[Collected data entries]
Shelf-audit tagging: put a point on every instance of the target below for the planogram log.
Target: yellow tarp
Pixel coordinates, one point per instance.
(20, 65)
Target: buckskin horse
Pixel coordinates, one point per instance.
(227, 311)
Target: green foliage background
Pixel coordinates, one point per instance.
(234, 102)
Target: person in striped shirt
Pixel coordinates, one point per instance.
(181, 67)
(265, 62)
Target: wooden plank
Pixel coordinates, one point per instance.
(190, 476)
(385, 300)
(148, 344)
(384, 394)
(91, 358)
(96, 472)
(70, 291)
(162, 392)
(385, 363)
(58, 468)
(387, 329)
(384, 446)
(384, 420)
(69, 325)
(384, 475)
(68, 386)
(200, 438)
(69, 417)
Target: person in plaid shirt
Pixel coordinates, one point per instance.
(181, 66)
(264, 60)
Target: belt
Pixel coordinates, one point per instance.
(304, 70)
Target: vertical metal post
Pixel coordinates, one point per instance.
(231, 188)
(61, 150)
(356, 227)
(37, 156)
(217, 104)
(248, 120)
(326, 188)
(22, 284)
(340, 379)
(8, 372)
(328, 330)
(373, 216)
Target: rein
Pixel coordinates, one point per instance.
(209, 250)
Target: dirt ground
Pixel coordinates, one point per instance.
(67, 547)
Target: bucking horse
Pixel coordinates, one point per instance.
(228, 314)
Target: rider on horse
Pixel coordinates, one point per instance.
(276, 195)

--

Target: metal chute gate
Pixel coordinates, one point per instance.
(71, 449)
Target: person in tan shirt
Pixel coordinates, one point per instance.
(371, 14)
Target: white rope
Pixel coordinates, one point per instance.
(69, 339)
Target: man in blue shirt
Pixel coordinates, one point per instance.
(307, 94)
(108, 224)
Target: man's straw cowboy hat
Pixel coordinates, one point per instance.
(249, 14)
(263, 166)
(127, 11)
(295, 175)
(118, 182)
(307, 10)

SHORT EXERCISE: Please locate each line of the listing above that contains the word "horse", treating uppercase and lowercase as different, and copy those lines out.

WRITTEN RESPONSE:
Target: buckskin horse
Target: bucking horse
Target: rider on horse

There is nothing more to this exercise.